▶ [GIVEN TEXT]
## START
The war was short. Both parties moved their forces to Greece in preparation for a major battle, but the presence of Cleopatra caused defections among Antonius’ troops. Also, his fleet got trapped in a bay near Actium by Octavian’s navy under the command of Agrippa. When they tried to break out, Antonius’ fleet was completely destroyed in the ensuing naval battle. In the midst of the battle, when defeat was evident, favourable winds permitted Cleopatra’s ship to escape, and Antonius’ followed immediately after. From Greece Octavian moved along the coast in Asia Minor, Syria, Palestine into Egypt where he arrived in 30 BCE. Here he defeated Antonius’ troops almost without a fight, as most soldiers defected. Antonius and Cleopatra committed suicide to avoid being caught, and Caesarion and Antonius’s son were killed by Octavian.
## END
▶ [REQUIREMENT 1] Transcribe the passage on the war between Antonius and Octavian, everything from "The war was" down to "killed by Octavian.".
▶ [REQUIREMENT 2] Go on with the account of the war between Antonius and Octavian, picking up after its final sentence.

▶ [LISTED RECORDS]
## START
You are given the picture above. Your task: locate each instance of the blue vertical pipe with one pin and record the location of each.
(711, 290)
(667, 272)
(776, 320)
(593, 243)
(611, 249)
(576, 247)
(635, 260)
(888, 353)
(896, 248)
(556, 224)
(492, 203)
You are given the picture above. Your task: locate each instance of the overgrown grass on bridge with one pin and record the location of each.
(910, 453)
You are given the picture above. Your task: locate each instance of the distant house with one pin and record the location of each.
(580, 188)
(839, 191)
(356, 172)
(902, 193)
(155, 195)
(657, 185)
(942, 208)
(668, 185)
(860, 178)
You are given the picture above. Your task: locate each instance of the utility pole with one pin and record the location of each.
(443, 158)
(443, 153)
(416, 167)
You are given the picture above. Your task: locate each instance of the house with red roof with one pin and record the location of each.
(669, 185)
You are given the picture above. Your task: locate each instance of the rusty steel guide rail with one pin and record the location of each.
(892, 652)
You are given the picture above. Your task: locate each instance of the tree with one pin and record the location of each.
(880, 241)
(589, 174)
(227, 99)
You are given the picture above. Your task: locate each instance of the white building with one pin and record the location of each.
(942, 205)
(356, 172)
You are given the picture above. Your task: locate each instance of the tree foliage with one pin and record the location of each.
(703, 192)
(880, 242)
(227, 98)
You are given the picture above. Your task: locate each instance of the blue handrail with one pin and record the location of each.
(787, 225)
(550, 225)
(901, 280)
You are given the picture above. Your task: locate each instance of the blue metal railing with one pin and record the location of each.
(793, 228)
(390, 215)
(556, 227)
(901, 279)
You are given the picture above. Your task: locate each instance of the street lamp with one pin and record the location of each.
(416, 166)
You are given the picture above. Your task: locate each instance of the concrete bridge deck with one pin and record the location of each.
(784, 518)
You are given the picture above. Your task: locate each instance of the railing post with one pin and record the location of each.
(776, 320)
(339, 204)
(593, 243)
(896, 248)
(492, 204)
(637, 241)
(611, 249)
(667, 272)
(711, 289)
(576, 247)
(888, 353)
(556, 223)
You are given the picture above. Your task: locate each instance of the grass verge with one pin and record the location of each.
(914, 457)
## END
▶ [EXERCISE RESULT 1]
The war was short. Both parties moved their forces to Greece in preparation for a major battle, but the presence of Cleopatra caused defections among Antonius’ troops. Also, his fleet got trapped in a bay near Actium by Octavian’s navy under the command of Agrippa. When they tried to break out, Antonius’ fleet was completely destroyed in the ensuing naval battle. In the midst of the battle, when defeat was evident, favourable winds permitted Cleopatra’s ship to escape, and Antonius’ followed immediately after. From Greece Octavian moved along the coast in Asia Minor, Syria, Palestine into Egypt where he arrived in 30 BCE. Here he defeated Antonius’ troops almost without a fight, as most soldiers defected. Antonius and Cleopatra committed suicide to avoid being caught, and Caesarion and Antonius’s son were killed by Octavian.

▶ [EXERCISE RESULT 2]
The Augustan Principate

Octavian now stood unopposed as the single-most powerful man in the Roman world. That position, however, was not without its problems. Octavian had to secure his position against future contenders for power, he had to keep control of the army and the provinces, he had to secure the line of succession and he had to pacify the senatorial class.

Though Octavian was in indisputedly in command, formally the republican order continued. Octavian was regularly elected consul each year until 23 BCE, but he did not seek dictatorial powers as had Caesar. The senate would bestow titles and honours on him, which he sometimes would refuse, but it was always, at least in appearance, by the senate’s own initiative. Octavian did everything possible not to give the impression that he wanted absolute power.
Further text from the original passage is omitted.